• [Task set]:
a) Decide whether each statement below agrees with the XML parser review. For each, answer yes or no and quote the words of the review that decide it. (i) The parser checks whether the name of an end tag matches the name of its start tag. (ii) The XML declaration holds information such as the character encoding. (iii) The parser rejects <![jklöä°some character data]]> as invalid syntax.
b) Continue the XML parser review below, picking up right after its final sentence.

• [Text to read]:

[start]

The parser also doesn't read the prolog, which consists of an optional XML declaration and a likewise optional document type declaration, although, admittely, the XML declaration only contains information specific to the process of parsing the document itself (such as the XML version, or the character encoding), and the document type declaration defines such things as the stucture of the document and entities to be referenced by an entity reference, so it might not make sense for the parser that parses the XML data to also parse the prolog.



So now about what you have implemented:



  • There are several problems with this parser, the biggest of which seems to be that the parser takes it for granted that the document is well-formed and produces valid output even if the syntax of the XML document is invalid. For example, the parser does not check whether the name of an end tag matches the name of the corresponding start tag. Or when parsing attributes in a start tag, it does not check whether the character assumed to be "=" is indeed "=" when there's whitespace between the attribute name and the "=" sign. Likewise, the character assumed to be the opening quotation mark of the attribute value could as well be any other character. This means that the parser would treat <foo attributeName x ybar"> as equivalent to <foo attributeName = "bar">. It gets even worse with CDATA sections, because for all your parser cares, the input could contain garbage syntax like <![jklöä°some character data]]>, and it will treat it as if it were <![CDATA[some character data]]>.

[end]

• [Data shown]:
[start]

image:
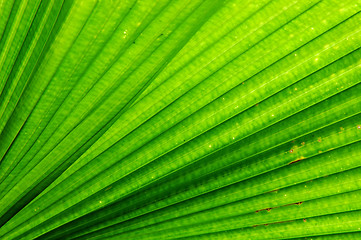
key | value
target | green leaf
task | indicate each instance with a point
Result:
(226, 119)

[end]

• [Responses per task]:
a)
(i) No: "the parser does not check whether the name of an end tag matches the name of the corresponding start tag."
(ii) Yes: "the XML declaration only contains information specific to the process of parsing the document itself (such as the XML version, or the character encoding)."
(iii) No: "it will treat it as if it were <![CDATA[some character data]]>."

b)
  • Another problem are the character categories on which you base the decision of how to continue with the parsing process. For example, your method isWhiteSpace() checks the conditions described in the documentation of the method Character.isWhitespace(char). But this is not what counts as whitespace according to the XML specification. The XML specification only counts four Unicode characters as whitespace:



    • U+0020 SPACE

    • U+0009 CHARACTER TABULATION

    • U+000D CARRIAGE RETURN

    • U+000A LINE FEED

    So if an XML document contained a tag like <foo>, but with an U+2003 EM SPACE inserted between foo and >, then your parser would consider it legal XML syntax, when in fact the em-space would be illegal here, because it is neither whitespace nor a legal element name character.



    Similarly, you are not acknowledging the fact that an attribute name does not necessarily have to begin with a letter. It could also begin with a colon, an underscore, or some other exotic character that is not covered by Character.isLetter(), for example U+02EA MODIFIER LETTER YIN DEPARTING TONE MARK, "˪" (whatever that is).



    So how to rectify these issues? Since the XML specification so nicely provides regular expressions, you can simply imitate these regular expressions in the parser. While it would probably not be possible to parse the whole document with a single regular expression due to the possibility of nested tags with the same name, or siblings with the same name, you can at least write regular expressions for small units, like tags, which can also be composed of multiple regular expressions for even smaller, reusable units (like whitespace, name characters etc.). For example:



    String whitespace = "(?:[\x20\x09\x0d\x0a]+)";
    String nameStartCharacter = "(?:[:A-Z_a-z\xc0-\xd6\xd8-\xf6\xf8-\u02ff" +
    "\u0370-\u037d\u037f-\u1fff\u200C-\u200D\u2070-\u218F" +
    "\u2C00-\u2FEF\u3001-\uD7FF\uF900-\uFDCF\uFDF0-\uFFFD" +
    "\x10000-\xEFFFF])";
    String nameCharacter = "(?:" + nameStartCharacter + "|[-.0-9\xb7\u0300-\u036F\u203F-\u2040])";
    String name = "(?:" + nameStartCharacter + nameCharacter + "*)";
    String endTag = "(?:</(?<name>" + name + ")" + whitespace + "?>)";


    And to use endTag:



    Matcher endTagMatcher = Pattern.compile(endTag).matcher("</test>");
    System.out.println(endTagMatcher.matches()); // true
    System.out.println(endTagMatcher.group("name")); // "test"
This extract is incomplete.